SET EXERCISE: Your task is to copy every record exactly.

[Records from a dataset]
- - - - - - -

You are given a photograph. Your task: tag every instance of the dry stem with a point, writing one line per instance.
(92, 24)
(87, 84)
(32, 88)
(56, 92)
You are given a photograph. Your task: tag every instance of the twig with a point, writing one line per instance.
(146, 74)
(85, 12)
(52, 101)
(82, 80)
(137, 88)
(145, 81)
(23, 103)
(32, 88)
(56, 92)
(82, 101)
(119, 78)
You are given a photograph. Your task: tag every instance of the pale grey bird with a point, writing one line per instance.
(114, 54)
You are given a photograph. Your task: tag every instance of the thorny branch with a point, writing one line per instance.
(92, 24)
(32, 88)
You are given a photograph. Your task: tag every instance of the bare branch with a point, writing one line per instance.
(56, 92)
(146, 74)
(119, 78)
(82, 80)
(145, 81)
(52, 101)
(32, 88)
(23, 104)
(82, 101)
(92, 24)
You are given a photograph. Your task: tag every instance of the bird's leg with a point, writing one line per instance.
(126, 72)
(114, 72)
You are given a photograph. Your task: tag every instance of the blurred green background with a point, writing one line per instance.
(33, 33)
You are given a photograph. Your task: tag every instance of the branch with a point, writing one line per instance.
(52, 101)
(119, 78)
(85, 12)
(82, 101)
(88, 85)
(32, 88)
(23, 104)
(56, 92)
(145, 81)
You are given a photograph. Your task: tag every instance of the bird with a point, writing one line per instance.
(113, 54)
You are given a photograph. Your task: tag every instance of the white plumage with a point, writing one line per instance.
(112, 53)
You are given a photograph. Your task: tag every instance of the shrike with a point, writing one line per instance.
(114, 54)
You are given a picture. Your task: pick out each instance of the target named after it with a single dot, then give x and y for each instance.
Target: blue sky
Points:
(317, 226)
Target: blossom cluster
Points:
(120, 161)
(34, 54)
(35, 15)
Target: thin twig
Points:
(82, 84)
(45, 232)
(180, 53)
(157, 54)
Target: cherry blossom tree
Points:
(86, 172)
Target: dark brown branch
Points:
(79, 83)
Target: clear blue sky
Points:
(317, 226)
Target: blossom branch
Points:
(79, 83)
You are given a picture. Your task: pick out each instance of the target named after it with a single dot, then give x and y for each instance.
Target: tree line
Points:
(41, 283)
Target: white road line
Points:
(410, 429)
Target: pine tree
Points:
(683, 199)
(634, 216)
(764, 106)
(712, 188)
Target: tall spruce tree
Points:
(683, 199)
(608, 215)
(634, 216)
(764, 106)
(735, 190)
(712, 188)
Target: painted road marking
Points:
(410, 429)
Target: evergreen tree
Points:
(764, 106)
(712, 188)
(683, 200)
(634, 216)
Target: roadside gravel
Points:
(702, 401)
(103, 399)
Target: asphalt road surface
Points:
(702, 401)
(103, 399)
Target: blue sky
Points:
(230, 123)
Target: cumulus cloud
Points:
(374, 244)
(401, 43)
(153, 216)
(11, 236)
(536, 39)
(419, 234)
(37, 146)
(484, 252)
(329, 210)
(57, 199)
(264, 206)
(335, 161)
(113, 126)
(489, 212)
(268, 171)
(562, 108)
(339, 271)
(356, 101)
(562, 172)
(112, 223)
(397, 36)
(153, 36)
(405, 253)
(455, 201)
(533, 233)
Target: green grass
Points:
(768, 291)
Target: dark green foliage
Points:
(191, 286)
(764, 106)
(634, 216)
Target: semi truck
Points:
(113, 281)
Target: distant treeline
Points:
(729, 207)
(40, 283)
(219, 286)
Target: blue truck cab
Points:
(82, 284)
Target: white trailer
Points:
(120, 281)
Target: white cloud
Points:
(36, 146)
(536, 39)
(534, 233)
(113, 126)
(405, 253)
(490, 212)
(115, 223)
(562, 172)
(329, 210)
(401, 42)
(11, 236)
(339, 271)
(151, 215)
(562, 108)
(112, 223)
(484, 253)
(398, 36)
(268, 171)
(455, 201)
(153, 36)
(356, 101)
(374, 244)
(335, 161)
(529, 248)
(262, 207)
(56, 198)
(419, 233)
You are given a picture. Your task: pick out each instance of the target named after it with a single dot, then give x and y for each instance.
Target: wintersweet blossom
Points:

- - - - - - -

RESPONSE:
You are given a photograph. Your task: tag every instance of the dry stem with a point, writing one line per instance.
(92, 24)
(87, 84)
(32, 88)
(56, 92)
You are given a photograph. Your task: tag every instance of the twig with a point, writing one line per instance.
(146, 74)
(85, 12)
(52, 101)
(82, 80)
(137, 88)
(145, 81)
(23, 103)
(32, 88)
(56, 92)
(82, 101)
(119, 78)
You are given a photograph. Your task: tag every instance of the pale grey bird with a point, writing one line per instance.
(114, 54)
You are given a photograph. Your task: tag every instance of the thorny branch with a point, writing one line per instance.
(92, 24)
(32, 88)
You are given a photograph. Your task: tag every instance of the bare branch with a point, writing one line per instance.
(56, 92)
(146, 74)
(119, 78)
(82, 80)
(145, 81)
(52, 101)
(32, 88)
(23, 104)
(82, 101)
(92, 24)
You are given a photograph. Your task: tag every instance of the bird's leg with a point, writing one line per instance.
(126, 72)
(114, 72)
You are given a photograph. Your task: tag every instance of the blurred green background with a point, writing one line per instance.
(33, 33)
You are given a photograph. Your task: tag every instance of the branch with a point, writing one line per instance.
(52, 101)
(119, 78)
(85, 12)
(82, 101)
(88, 85)
(32, 88)
(23, 104)
(56, 92)
(145, 81)
You are given a photograph. Your task: tag every instance of the bird with a point, writing one line per instance.
(113, 54)
You are given a photograph. Your task: tag every instance of the white plumage with a point, writing one line per instance.
(112, 53)
You are given a photograph. Your task: tag every instance of the shrike with a point, writing one line per instance.
(114, 54)
You are given a picture. Your task: pick out each instance of the target named after it with a single dot, then give x and y for each instance.
Target: blue sky
Points:
(317, 226)
Target: blossom cluster
Points:
(120, 161)
(34, 54)
(35, 15)
Target: thin twig
Points:
(82, 84)
(45, 232)
(180, 53)
(157, 54)
Target: cherry blossom tree
Points:
(86, 172)
Target: dark brown branch
Points:
(79, 83)
Target: clear blue sky
Points:
(317, 226)
Target: blossom branch
Points:
(79, 83)
You are given a picture. Your task: pick out each instance of the target named after it with a single dot, then give x and y for each instance.
Target: tree line
Points:
(41, 283)
Target: white road line
Points:
(410, 429)
Target: pine tree
Points:
(683, 199)
(634, 216)
(764, 106)
(712, 188)
Target: tall spruce tree
Points:
(683, 199)
(608, 215)
(634, 216)
(764, 106)
(735, 190)
(712, 188)
Target: painted road marking
Points:
(410, 429)
Target: evergreen tree
Points:
(764, 106)
(712, 188)
(683, 200)
(634, 216)
Target: roadside gravel
Points:
(702, 401)
(103, 399)
Target: asphalt road surface
Points:
(702, 401)
(103, 399)
Target: blue sky
Points:
(230, 123)
Target: cumulus cloud
Points:
(374, 244)
(401, 43)
(153, 216)
(11, 236)
(536, 39)
(419, 234)
(37, 146)
(484, 252)
(329, 210)
(57, 199)
(264, 206)
(335, 161)
(113, 126)
(489, 212)
(268, 171)
(562, 108)
(339, 271)
(356, 101)
(562, 172)
(112, 223)
(397, 36)
(153, 36)
(405, 253)
(455, 201)
(533, 233)
Target: green grass
Points:
(768, 291)
Target: dark green foliage
Points:
(191, 286)
(764, 106)
(634, 216)
Target: semi truck
Points:
(113, 281)
Target: distant treeline
Points:
(729, 207)
(40, 283)
(219, 286)
Target: blue truck cab
Points:
(82, 284)
Target: white trailer
Points:
(120, 281)
Target: white cloud
Points:
(36, 146)
(536, 39)
(534, 233)
(113, 126)
(405, 253)
(490, 212)
(115, 223)
(562, 172)
(329, 210)
(401, 42)
(11, 236)
(339, 271)
(151, 215)
(562, 108)
(112, 223)
(484, 253)
(398, 36)
(268, 171)
(455, 201)
(153, 36)
(356, 101)
(374, 244)
(335, 161)
(529, 248)
(262, 207)
(56, 198)
(419, 233)
You are given a picture. Your task: pick out each instance of the target named after it with a single dot, then give x and y for each instance.
Target: wintersweet blossom
Points:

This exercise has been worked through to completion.